Count the lines of the data below that contain the string "traffic", treating uppercase and lowercase as different, and reply with only the number.

§ RAW RECORDS:
* * * * *

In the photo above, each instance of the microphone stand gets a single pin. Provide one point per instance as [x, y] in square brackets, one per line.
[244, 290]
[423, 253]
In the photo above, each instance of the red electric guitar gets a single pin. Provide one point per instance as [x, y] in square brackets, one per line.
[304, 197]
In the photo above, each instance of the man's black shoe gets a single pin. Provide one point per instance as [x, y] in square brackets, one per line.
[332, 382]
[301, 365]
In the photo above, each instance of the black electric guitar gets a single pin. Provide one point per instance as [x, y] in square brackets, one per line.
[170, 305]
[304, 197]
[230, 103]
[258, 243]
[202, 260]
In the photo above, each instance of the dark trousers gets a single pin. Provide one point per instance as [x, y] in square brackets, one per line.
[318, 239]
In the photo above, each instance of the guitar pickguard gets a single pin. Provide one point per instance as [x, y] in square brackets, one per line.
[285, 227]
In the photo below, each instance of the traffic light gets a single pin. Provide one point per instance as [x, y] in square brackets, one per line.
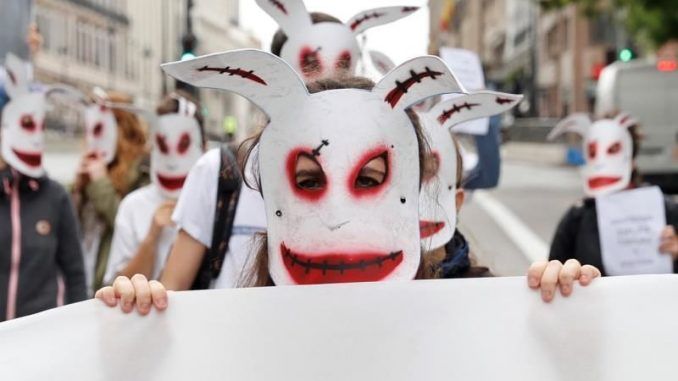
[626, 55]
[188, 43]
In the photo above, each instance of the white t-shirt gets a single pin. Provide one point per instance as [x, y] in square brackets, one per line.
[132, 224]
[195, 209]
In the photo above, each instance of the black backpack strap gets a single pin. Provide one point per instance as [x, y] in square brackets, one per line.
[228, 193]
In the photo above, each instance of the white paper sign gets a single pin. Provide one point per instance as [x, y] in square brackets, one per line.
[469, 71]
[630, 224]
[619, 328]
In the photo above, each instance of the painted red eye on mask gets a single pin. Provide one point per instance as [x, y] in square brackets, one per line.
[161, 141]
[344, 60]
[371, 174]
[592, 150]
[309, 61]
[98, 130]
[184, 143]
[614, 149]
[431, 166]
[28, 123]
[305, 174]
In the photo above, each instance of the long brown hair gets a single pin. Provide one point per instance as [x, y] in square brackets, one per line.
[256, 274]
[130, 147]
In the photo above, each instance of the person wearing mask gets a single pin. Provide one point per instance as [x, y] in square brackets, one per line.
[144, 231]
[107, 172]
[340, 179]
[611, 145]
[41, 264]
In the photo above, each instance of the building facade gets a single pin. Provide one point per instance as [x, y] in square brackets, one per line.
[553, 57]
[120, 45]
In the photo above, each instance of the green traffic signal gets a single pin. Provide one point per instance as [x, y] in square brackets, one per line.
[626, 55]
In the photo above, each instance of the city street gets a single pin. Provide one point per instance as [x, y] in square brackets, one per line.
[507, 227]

* * * * *

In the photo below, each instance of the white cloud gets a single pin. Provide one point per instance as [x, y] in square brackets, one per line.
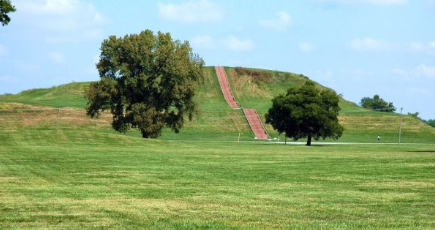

* * * * *

§ EXPECTED ANSWER:
2